Your goal | Count the lines in the material below that contain the word "bumper", treating uppercase and lowercase letters as different. Reply with only the number.
----- Data shown
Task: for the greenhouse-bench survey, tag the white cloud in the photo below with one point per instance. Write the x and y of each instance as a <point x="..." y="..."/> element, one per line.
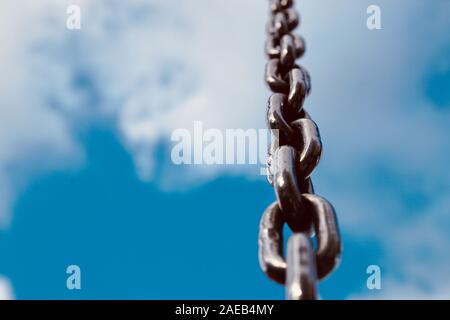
<point x="153" y="66"/>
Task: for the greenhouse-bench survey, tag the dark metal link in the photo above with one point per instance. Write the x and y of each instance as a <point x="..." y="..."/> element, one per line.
<point x="288" y="52"/>
<point x="278" y="5"/>
<point x="273" y="77"/>
<point x="293" y="154"/>
<point x="329" y="245"/>
<point x="293" y="19"/>
<point x="326" y="229"/>
<point x="278" y="24"/>
<point x="273" y="46"/>
<point x="301" y="277"/>
<point x="299" y="85"/>
<point x="300" y="45"/>
<point x="270" y="243"/>
<point x="287" y="189"/>
<point x="275" y="115"/>
<point x="309" y="145"/>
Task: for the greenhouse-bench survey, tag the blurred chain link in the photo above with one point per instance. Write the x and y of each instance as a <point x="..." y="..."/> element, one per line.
<point x="294" y="152"/>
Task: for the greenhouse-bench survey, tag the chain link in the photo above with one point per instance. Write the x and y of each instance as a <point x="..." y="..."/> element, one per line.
<point x="294" y="152"/>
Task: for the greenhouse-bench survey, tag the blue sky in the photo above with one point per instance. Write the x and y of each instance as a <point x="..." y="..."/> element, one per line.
<point x="85" y="123"/>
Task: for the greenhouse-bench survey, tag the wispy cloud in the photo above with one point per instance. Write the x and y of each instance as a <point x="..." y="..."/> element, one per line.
<point x="152" y="66"/>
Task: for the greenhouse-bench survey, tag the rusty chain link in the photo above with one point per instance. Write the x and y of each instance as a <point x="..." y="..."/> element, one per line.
<point x="293" y="154"/>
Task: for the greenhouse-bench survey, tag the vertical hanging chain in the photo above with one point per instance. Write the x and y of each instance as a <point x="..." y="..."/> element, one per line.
<point x="294" y="152"/>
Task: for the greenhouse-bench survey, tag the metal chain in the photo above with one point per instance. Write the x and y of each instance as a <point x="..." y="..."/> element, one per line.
<point x="294" y="152"/>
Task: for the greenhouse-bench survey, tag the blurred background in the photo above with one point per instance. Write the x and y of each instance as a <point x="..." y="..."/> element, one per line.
<point x="85" y="123"/>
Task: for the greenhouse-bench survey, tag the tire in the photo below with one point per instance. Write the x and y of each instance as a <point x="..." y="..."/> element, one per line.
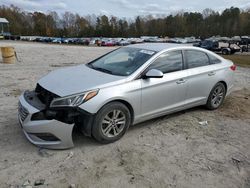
<point x="225" y="52"/>
<point x="111" y="122"/>
<point x="216" y="96"/>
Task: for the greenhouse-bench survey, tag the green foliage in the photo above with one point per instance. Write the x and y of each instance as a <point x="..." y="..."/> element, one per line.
<point x="230" y="22"/>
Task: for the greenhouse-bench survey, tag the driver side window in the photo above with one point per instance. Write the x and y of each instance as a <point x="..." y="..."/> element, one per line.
<point x="168" y="62"/>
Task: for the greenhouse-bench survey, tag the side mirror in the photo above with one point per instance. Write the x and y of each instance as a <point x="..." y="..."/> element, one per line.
<point x="153" y="73"/>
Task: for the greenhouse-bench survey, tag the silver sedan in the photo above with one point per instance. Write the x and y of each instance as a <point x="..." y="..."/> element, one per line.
<point x="124" y="87"/>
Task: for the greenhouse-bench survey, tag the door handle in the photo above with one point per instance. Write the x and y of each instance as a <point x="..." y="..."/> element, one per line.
<point x="211" y="73"/>
<point x="181" y="81"/>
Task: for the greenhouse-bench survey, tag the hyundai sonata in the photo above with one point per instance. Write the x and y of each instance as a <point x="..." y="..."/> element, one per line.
<point x="124" y="87"/>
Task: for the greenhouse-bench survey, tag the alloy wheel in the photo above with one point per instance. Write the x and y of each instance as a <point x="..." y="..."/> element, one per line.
<point x="113" y="123"/>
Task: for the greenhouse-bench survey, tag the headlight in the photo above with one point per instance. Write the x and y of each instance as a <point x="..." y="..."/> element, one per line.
<point x="73" y="100"/>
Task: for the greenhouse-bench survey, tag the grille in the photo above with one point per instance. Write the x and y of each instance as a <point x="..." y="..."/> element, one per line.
<point x="23" y="112"/>
<point x="44" y="95"/>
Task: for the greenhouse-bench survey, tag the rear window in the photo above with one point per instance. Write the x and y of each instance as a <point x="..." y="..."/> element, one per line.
<point x="213" y="59"/>
<point x="196" y="58"/>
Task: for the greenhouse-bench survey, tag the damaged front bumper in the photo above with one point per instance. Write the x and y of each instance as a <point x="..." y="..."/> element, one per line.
<point x="47" y="133"/>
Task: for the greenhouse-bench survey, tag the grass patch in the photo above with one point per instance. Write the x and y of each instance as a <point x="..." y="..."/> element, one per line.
<point x="241" y="60"/>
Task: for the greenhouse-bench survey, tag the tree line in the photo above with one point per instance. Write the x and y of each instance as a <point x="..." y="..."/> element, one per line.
<point x="230" y="22"/>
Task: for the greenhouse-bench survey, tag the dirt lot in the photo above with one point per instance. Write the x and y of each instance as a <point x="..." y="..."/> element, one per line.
<point x="171" y="151"/>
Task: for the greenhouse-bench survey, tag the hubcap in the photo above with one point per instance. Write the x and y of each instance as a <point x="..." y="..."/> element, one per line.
<point x="113" y="123"/>
<point x="217" y="96"/>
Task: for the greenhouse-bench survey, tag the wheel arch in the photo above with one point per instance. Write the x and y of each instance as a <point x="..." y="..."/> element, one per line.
<point x="126" y="103"/>
<point x="224" y="83"/>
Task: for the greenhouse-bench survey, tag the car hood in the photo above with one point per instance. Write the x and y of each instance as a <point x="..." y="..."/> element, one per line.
<point x="77" y="79"/>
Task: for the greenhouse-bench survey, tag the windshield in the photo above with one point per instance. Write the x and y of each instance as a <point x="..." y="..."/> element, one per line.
<point x="122" y="62"/>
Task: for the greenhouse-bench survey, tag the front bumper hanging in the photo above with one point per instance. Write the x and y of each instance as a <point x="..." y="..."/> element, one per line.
<point x="47" y="133"/>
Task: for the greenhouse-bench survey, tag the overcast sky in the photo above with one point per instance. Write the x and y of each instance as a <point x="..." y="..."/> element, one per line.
<point x="125" y="8"/>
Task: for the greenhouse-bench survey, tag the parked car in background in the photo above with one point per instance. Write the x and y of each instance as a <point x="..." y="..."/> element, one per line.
<point x="124" y="87"/>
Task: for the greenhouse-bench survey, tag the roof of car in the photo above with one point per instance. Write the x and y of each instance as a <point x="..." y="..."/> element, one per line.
<point x="156" y="46"/>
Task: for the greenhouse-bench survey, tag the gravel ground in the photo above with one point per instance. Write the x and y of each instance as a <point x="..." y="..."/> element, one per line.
<point x="171" y="151"/>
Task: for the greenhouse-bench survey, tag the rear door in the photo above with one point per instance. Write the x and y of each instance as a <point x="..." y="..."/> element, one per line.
<point x="202" y="76"/>
<point x="160" y="95"/>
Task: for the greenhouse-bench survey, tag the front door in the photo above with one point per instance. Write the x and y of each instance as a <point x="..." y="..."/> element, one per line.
<point x="166" y="94"/>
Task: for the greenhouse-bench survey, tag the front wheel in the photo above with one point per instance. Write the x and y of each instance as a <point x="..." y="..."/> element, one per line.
<point x="216" y="96"/>
<point x="111" y="122"/>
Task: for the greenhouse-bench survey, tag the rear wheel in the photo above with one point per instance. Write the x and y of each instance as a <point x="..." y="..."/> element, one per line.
<point x="216" y="96"/>
<point x="111" y="122"/>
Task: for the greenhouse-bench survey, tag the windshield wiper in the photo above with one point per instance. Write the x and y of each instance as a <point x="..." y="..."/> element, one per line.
<point x="101" y="69"/>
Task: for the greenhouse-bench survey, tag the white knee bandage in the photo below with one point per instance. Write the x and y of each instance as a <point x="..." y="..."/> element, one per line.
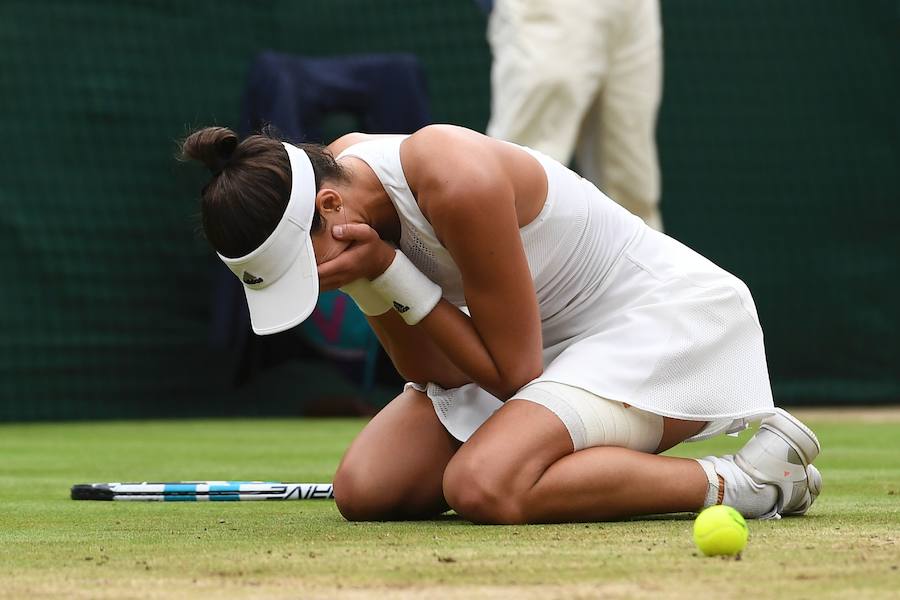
----------
Written reply | 2